▶ AIM OF THE TASK
Copy the book review roundup from "For Madrick, it" up to and including "the late 1960s.", swapping "meltdown" for "collapse".

▶ TEXT BLOCK
-- START --

Sunday, July 31, 2011

Age of Greed, Turkish Politics, and Google in the book pages

On this weekend when the nation appears to pull back from the brink of a new financial crisis, two major papers feature reviews of AGE OF GREED: The Triumph of Finance and the Decline of America, 1970 to the Present by Jeff Madrick. David Greenberg in the Washington Post sets the book in the context of other efforts to characterize the period of American history since the 1960s.
In “Restless Giant,” James T. Patterson placed prosperity and freedom at the center of our fin de siecle journey. For Sean Wilentz, it was “The Age of Reagan,” a time of ascendant conservatism. Daniel Rodgers calls it an “Age of Fracture,” when old and widely shared verities splintered into a jumble of irreconcilable premises.
For Madrick, it is an "Age of Greed."  Greenberg finds the book "compelling" and "important." It
chronicles how Americans ended up with the highly unregulated financial system that produced the meltdown of 2008 and the fallout that lingers three years later. What’s most novel about the book, which relies heavily on other secondary accounts, is that unlike other recent treatments of the financial crisis, it traces the origins of the problem not to the Bush or Clinton or even Reagan years, but all the way to the late 1960s.
But the title oversimplifies, Greenberg argues, and the book as a whole "elides...the difference between those rogues whose greed led them to run afoul of the law and those whose greed the system has in fact smiled upon."  Continue reading here.

Sebastian Mallaby in the New York Times emphasizes Madrick's argument that "a cabal of conservatives, driven first by greed and second by 'extreme free-market ideology,' gradually seized power. The result, as proclaimed in his bold subtitle, was 'the triumph of finance and the decline of America.'"  But the author's argument is "slippery," he argues.  "A history of neoconservatism can home in on self-professed neocons, whose actions are clearly informed by a defined body of beliefs. But it’s harder to identify a cabal that self-consciously embraced greed as a guiding philosophy."  Ultimately, for Mallaby, the book's thesis is "unconvincing," though his "worthwhile" stories "rescue" the book.  Read the rest here.

-- END --

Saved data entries
-- START --

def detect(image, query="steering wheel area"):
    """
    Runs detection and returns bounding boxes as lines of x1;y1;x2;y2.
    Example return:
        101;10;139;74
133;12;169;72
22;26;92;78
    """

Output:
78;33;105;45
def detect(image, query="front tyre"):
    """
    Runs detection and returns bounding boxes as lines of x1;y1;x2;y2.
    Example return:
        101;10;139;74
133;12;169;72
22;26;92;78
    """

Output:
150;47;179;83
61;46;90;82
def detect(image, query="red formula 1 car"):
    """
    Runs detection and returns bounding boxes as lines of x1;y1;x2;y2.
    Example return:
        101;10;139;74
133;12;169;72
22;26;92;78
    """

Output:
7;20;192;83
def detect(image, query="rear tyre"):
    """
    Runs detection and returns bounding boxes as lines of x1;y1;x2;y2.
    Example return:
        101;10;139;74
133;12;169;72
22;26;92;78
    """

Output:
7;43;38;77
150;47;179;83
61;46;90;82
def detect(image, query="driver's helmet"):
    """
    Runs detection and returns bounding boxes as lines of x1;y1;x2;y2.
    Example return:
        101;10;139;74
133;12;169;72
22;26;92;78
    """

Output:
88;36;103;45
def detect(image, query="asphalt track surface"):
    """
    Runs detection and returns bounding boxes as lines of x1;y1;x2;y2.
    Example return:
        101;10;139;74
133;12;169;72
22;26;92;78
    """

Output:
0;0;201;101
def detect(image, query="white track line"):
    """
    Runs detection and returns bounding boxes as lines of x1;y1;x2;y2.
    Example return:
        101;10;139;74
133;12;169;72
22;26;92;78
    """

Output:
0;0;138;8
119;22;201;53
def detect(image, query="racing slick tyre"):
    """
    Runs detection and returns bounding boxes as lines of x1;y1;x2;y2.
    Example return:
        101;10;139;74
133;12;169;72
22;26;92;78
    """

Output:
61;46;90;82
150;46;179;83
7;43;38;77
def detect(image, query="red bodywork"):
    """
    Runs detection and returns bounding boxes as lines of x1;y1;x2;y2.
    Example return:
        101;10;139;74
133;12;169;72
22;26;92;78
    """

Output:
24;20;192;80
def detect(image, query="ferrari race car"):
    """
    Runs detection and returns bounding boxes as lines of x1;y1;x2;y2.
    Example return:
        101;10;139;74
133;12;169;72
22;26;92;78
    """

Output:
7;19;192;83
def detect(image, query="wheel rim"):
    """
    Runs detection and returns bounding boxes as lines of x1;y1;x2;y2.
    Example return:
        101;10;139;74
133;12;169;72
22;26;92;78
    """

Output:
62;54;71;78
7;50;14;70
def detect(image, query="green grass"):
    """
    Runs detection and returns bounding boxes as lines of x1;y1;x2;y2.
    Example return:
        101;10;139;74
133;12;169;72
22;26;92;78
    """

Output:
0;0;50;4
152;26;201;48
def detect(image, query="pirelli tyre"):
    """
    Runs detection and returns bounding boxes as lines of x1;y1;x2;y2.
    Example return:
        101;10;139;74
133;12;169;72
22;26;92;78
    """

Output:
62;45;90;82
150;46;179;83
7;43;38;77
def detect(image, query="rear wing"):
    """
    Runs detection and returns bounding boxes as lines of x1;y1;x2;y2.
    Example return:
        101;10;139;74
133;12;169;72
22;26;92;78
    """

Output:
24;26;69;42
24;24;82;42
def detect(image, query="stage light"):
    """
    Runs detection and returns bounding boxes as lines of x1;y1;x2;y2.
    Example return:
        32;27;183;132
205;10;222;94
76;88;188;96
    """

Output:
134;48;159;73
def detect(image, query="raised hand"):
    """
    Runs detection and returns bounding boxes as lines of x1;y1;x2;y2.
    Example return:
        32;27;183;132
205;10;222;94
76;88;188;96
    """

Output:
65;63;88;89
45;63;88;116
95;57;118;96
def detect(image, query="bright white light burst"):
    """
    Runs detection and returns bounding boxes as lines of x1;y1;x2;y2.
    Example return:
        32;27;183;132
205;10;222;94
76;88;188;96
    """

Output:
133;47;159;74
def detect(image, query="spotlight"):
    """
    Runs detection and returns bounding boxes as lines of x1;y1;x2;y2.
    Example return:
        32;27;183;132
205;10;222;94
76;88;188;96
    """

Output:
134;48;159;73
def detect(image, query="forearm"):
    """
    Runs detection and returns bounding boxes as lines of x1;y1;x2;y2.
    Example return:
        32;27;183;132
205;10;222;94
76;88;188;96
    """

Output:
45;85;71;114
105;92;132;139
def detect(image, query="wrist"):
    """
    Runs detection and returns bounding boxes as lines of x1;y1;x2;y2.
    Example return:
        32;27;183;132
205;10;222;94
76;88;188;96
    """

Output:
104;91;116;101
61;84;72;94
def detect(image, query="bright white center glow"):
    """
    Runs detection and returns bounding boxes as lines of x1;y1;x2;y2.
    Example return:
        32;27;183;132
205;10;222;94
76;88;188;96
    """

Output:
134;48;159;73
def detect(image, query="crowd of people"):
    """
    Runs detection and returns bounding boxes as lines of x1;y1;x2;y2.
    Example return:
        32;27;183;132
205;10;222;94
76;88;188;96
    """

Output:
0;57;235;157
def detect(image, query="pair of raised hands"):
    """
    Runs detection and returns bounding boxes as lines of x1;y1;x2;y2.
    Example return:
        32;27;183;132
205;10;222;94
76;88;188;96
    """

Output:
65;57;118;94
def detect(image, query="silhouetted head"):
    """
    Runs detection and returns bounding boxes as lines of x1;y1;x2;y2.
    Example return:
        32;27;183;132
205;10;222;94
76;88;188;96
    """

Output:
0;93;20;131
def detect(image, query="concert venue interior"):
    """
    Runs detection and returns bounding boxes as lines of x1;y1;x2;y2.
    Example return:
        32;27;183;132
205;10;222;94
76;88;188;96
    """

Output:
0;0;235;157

-- END --

▶ IN RESPONSE
For Madrick, it is an "Age of Greed."  Greenberg finds the book "compelling" and "important." It
chronicles how Americans ended up with the highly unregulated financial system that produced the collapse of 2008 and the fallout that lingers three years later. What’s most novel about the book, which relies heavily on other secondary accounts, is that unlike other recent treatments of the financial crisis, it traces the origins of the problem not to the Bush or Clinton or even Reagan years, but all the way to the late 1960s.